--- start Records for the task ---

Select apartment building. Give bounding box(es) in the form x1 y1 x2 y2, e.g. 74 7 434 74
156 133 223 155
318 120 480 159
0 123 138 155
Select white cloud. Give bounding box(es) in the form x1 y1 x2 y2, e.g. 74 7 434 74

--- end Records for the task ---
--- start Records for the task ---

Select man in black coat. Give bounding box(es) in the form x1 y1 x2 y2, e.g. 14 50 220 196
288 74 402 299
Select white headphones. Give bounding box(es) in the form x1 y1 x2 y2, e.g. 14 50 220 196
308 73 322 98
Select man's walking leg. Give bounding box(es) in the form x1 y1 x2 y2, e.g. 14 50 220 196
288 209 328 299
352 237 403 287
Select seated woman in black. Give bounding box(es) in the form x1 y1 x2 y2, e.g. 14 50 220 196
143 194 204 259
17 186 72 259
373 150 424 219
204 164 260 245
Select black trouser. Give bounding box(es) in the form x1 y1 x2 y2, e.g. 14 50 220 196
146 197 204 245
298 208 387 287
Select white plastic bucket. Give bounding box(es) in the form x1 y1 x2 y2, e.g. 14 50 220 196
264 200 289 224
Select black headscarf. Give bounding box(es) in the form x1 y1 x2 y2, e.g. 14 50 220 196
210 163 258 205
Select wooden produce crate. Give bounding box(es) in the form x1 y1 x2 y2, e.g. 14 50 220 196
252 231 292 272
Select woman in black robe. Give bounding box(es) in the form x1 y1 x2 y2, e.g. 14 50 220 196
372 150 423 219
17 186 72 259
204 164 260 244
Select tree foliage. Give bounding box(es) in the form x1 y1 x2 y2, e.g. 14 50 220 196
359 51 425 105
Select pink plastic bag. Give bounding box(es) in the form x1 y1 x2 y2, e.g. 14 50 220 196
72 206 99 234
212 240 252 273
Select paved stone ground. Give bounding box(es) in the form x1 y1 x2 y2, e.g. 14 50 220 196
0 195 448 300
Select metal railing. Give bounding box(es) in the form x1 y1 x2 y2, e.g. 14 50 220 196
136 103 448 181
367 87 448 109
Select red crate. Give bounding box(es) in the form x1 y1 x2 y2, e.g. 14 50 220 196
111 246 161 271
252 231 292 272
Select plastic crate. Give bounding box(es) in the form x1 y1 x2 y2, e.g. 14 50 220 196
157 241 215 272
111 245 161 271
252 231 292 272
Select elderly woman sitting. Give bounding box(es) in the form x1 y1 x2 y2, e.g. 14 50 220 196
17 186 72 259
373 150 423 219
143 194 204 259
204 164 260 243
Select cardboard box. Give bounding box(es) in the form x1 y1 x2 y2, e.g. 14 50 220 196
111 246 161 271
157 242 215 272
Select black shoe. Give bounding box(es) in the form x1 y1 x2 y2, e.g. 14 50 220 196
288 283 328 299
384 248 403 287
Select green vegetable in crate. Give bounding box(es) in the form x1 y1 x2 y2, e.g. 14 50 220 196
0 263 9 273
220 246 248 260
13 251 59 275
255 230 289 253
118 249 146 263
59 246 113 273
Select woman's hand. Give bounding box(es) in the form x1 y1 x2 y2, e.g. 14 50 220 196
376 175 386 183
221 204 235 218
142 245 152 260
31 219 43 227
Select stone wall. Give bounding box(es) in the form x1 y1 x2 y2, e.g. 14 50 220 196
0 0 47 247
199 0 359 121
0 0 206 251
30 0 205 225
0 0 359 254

--- end Records for the task ---

Reproduce word for word the lines of the records above, starting at the line containing "Select apartment building." and ending at the line containing "Select white cloud.", with both of those lines included.

Answer to the problem:
Select apartment building. Give bounding box(es) in the form x1 y1 x2 y2, e.g. 74 7 434 74
156 133 223 155
318 120 480 159
0 123 138 155
Select white cloud. Give bounding box(es) in the form x1 y1 x2 y2, e.g. 74 7 434 74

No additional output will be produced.